▸ **Given instruction**
Rewrite the material below as a numbered list with one line per item, omitting any blank lines.

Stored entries
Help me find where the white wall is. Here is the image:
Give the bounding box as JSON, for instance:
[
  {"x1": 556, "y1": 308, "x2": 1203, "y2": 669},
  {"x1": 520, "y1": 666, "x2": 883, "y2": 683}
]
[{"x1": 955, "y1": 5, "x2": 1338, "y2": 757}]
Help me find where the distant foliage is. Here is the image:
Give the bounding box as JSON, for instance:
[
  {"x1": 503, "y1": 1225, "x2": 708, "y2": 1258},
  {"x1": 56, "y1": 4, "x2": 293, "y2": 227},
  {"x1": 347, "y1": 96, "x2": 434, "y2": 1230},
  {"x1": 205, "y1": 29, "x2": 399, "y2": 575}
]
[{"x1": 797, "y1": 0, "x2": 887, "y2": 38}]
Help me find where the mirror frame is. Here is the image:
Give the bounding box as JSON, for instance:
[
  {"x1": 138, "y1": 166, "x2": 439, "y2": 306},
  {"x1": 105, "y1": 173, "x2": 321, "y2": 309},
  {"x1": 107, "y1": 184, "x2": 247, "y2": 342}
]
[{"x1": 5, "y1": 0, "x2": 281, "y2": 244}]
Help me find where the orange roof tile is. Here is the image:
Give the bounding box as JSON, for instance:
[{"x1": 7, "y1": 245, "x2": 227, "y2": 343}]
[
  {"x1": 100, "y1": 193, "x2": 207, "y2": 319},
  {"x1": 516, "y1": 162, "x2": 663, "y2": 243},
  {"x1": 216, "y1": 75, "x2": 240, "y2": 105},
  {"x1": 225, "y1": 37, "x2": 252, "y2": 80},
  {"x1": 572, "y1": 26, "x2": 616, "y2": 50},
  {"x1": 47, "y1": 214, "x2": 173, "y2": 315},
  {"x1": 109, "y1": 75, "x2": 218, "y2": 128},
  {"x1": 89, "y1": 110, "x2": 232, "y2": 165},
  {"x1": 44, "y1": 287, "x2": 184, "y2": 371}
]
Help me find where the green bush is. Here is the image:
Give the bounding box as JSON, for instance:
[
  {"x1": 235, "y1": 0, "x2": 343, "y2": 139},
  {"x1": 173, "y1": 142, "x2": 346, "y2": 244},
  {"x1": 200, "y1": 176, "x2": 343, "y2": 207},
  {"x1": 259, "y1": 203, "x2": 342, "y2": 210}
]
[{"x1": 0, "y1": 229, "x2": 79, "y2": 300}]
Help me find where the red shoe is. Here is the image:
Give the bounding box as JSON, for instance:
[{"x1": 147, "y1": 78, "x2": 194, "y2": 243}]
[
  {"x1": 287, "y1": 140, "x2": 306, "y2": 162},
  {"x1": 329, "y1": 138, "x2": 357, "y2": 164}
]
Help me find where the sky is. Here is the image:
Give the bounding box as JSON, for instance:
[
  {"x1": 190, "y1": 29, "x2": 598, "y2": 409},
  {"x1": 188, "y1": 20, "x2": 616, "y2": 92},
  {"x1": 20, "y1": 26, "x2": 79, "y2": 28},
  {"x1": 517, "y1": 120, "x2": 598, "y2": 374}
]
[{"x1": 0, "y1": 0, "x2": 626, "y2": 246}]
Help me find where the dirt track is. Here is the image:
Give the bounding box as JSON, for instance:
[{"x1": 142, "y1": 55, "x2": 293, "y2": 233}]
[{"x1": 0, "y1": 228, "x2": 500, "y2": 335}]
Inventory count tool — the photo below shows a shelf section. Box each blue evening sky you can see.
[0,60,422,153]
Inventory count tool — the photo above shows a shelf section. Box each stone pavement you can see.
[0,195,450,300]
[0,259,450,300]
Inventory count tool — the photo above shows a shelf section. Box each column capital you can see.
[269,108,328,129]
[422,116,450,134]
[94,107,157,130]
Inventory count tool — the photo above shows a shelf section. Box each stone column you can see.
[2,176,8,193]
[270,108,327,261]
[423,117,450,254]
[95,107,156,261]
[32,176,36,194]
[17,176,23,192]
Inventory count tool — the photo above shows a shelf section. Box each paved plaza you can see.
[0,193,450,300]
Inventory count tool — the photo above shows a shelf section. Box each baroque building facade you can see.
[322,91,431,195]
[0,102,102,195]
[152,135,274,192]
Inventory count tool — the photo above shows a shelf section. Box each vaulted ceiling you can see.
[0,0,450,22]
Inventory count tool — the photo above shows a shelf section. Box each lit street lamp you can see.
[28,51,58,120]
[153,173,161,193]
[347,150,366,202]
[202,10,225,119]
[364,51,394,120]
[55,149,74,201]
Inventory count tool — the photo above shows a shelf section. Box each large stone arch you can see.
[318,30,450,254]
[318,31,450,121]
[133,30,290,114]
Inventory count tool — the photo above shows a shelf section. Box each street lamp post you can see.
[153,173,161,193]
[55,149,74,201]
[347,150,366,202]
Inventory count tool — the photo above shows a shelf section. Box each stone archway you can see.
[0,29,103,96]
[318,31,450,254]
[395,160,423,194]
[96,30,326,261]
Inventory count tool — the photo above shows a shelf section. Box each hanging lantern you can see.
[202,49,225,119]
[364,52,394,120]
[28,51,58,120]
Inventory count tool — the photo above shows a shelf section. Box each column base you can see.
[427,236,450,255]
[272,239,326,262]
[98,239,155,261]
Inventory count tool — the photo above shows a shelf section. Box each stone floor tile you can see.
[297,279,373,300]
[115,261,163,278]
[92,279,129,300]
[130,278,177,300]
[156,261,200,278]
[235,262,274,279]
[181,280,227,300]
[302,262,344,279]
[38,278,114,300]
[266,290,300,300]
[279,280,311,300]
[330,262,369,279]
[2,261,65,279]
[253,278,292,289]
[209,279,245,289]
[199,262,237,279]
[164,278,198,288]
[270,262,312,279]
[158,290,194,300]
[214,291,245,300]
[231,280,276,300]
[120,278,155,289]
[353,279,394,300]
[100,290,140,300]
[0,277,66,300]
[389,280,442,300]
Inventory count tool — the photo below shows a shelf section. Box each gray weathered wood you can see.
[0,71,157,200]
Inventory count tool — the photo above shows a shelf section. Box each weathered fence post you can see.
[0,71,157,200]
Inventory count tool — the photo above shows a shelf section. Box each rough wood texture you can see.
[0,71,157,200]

▸ **Output for this task**
1. Help me find where the white wall is. Here is the image:
2. Give the bounding box as JSON, for instance:
3. [
4.   {"x1": 556, "y1": 308, "x2": 1203, "y2": 669},
5.   {"x1": 520, "y1": 666, "x2": 883, "y2": 683}
6. ]
7. [{"x1": 955, "y1": 5, "x2": 1338, "y2": 757}]
8. Help me find where the distant foliage is. Here is the image:
9. Give the bounding box as JSON, for instance:
10. [
11.   {"x1": 503, "y1": 1225, "x2": 708, "y2": 1258},
12.   {"x1": 56, "y1": 4, "x2": 293, "y2": 227},
13.   {"x1": 347, "y1": 96, "x2": 434, "y2": 1230},
14.   {"x1": 205, "y1": 29, "x2": 399, "y2": 575}
15. ]
16. [{"x1": 797, "y1": 0, "x2": 887, "y2": 38}]
17. Help me find where the mirror frame is. Here is the image:
18. Give the bounding box as JSON, for instance:
19. [
20.   {"x1": 138, "y1": 166, "x2": 439, "y2": 306},
21.   {"x1": 105, "y1": 173, "x2": 321, "y2": 309},
22.   {"x1": 107, "y1": 184, "x2": 247, "y2": 342}
23. ]
24. [{"x1": 5, "y1": 0, "x2": 281, "y2": 244}]
25. Help me find where the orange roof tile is. Here is the image:
26. Give the bounding box as JSON, for instance:
27. [{"x1": 7, "y1": 245, "x2": 227, "y2": 343}]
28. [
29.   {"x1": 100, "y1": 193, "x2": 207, "y2": 319},
30.   {"x1": 516, "y1": 162, "x2": 663, "y2": 243},
31.   {"x1": 216, "y1": 75, "x2": 240, "y2": 105},
32.   {"x1": 225, "y1": 37, "x2": 252, "y2": 80},
33.   {"x1": 572, "y1": 26, "x2": 616, "y2": 50},
34.   {"x1": 47, "y1": 214, "x2": 173, "y2": 315},
35.   {"x1": 109, "y1": 75, "x2": 218, "y2": 128},
36.   {"x1": 89, "y1": 110, "x2": 232, "y2": 165},
37.   {"x1": 44, "y1": 287, "x2": 184, "y2": 371}
38. ]
39. Help me find where the green bush is. Here is the image:
40. Give the bounding box as JSON, for instance:
41. [
42.   {"x1": 235, "y1": 0, "x2": 343, "y2": 139},
43.   {"x1": 173, "y1": 142, "x2": 346, "y2": 244},
44.   {"x1": 200, "y1": 176, "x2": 343, "y2": 207},
45.   {"x1": 259, "y1": 203, "x2": 342, "y2": 210}
46. ]
47. [{"x1": 0, "y1": 229, "x2": 79, "y2": 300}]
48. Help me find where the red shoe is. Here is the image:
49. Give the bounding box as JSON, for instance:
50. [{"x1": 147, "y1": 78, "x2": 194, "y2": 243}]
51. [
52.   {"x1": 287, "y1": 140, "x2": 306, "y2": 162},
53.   {"x1": 329, "y1": 138, "x2": 357, "y2": 164}
54. ]
55. Help me find where the sky is. Here is the image:
56. Give the bounding box as JSON, for instance:
57. [
58.   {"x1": 190, "y1": 29, "x2": 598, "y2": 409},
59.   {"x1": 188, "y1": 20, "x2": 616, "y2": 92},
60.   {"x1": 20, "y1": 26, "x2": 79, "y2": 28},
61.   {"x1": 517, "y1": 120, "x2": 598, "y2": 374}
62. ]
63. [{"x1": 0, "y1": 0, "x2": 626, "y2": 246}]
64. Help me find where the dirt track is. Here is the image:
65. Give the bounding box as JSON, for instance:
66. [{"x1": 142, "y1": 55, "x2": 293, "y2": 233}]
67. [{"x1": 0, "y1": 228, "x2": 500, "y2": 335}]
68. Inventory count tool — the photo below shows a shelf section. Box each blue evening sky you can see.
69. [0,60,422,153]
70. Inventory count tool — the photo above shows a shelf section. Box each stone pavement you can see.
71. [0,195,450,300]
72. [0,259,450,300]
73. Inventory count tool — the photo above shows a shelf section. Box each column capital you can see.
74. [269,108,328,129]
75. [422,116,450,134]
76. [94,107,157,130]
77. Inventory count tool — the photo above shows a shelf section. Box each stone column you can see.
78. [2,176,8,193]
79. [270,108,327,261]
80. [423,117,450,254]
81. [95,107,156,261]
82. [32,176,36,194]
83. [17,176,23,192]
84. Inventory count tool — the photo above shows a shelf section. Box each paved plaza you can see.
85. [0,193,450,300]
86. Inventory count tool — the photo above shows a shelf section. Box each baroque building facade you can see.
87. [322,91,431,195]
88. [0,102,102,195]
89. [152,135,274,192]
90. Inventory count tool — the photo above shows a shelf section. Box each vaulted ceiling you can see.
91. [0,0,450,22]
92. Inventory count tool — the photo above shows a shelf section. Box each lit street lamp you can see.
93. [28,51,58,120]
94. [153,173,161,193]
95. [347,150,366,202]
96. [202,10,225,119]
97. [364,51,394,120]
98. [55,149,74,201]
99. Inventory count tool — the photo above shows a shelf section. Box each large stone arch you can see.
100. [318,30,450,254]
101. [318,31,450,121]
102. [133,30,290,114]
103. Inventory count tool — the photo above shows a shelf section. Box each street lamp post you can see.
104. [153,173,161,193]
105. [55,149,74,201]
106. [347,150,366,202]
107. Inventory count tool — the photo above shows a shelf section. Box each stone archway you can see.
108. [0,29,103,96]
109. [318,31,450,254]
110. [395,160,423,194]
111. [96,30,326,261]
112. Inventory count tool — the photo above shows a shelf section. Box each hanging lantern you can see.
113. [202,49,225,119]
114. [364,52,394,120]
115. [28,51,58,120]
116. Inventory count tool — the photo above shows a shelf section. Box each column base you can see.
117. [427,236,450,255]
118. [272,239,326,262]
119. [98,239,155,261]
120. Inventory count tool — the photo above shows a shelf section. Box each stone floor tile you can see.
121. [297,279,373,300]
122. [115,261,163,278]
123. [92,279,129,300]
124. [130,278,177,300]
125. [156,261,200,278]
126. [235,262,274,279]
127. [181,280,227,300]
128. [302,262,344,279]
129. [38,278,114,300]
130. [266,290,300,300]
131. [279,280,311,300]
132. [330,262,369,279]
133. [2,261,65,279]
134. [253,278,292,289]
135. [209,279,245,289]
136. [199,262,237,279]
137. [164,278,198,288]
138. [270,262,312,279]
139. [158,290,194,300]
140. [214,291,245,300]
141. [231,280,276,300]
142. [120,278,155,289]
143. [353,279,394,300]
144. [100,290,140,300]
145. [0,277,66,300]
146. [389,280,442,300]
147. Inventory count tool — the photo below shows a shelf section. Box each gray weathered wood you can see.
148. [0,71,157,200]
149. Inventory count tool — the photo above shows a shelf section. Box each weathered fence post you can see.
150. [0,71,157,200]
151. Inventory count tool — the photo above shows a shelf section. Box each rough wood texture you can see.
152. [0,71,157,200]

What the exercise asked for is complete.